BEGIN Extracted text

Maintaining continuity of care, and managing patients with chronic diseases, has always been a difficult proposition. However, the COVID-19 pandemic has made it even more difficult. Fear of exposure to the virus has led to many patients with chronic and comorbid conditions avoiding care.
To avert care crises and to ensure better continuity of care for our patients who need it most, many primary care practices are adopting fully integrated telehealth platforms like Mend to offer complete, specialist-guided care to at-risk patients as safely as possible.
Many practices have found telehealth empowers primary care physicians to address two major challenges: lapses in care for chronic patients—leading to acute crises—and the increased burden on our health system from sudden waves of high-acuity cases.

END Extracted text
BEGIN Dataset

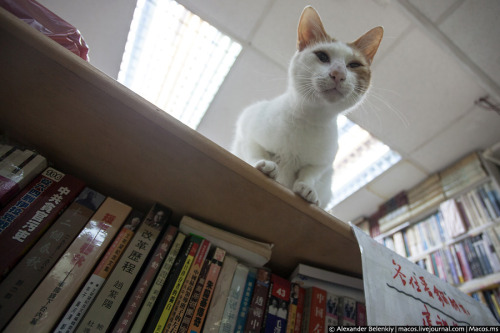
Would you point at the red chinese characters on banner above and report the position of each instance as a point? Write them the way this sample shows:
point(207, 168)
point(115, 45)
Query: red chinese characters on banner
point(419, 284)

END Dataset

Your goal
Reproduce the part of the passage on telehealth and chronic care that begins at the words "To avert care" and stops after "safely as possible.". The lines above are separate from the passage on telehealth and chronic care.

Task output
To avert care crises and to ensure better continuity of care for our patients who need it most, many primary care practices are adopting fully integrated telehealth platforms like Mend to offer complete, specialist-guided care to at-risk patients as safely as possible.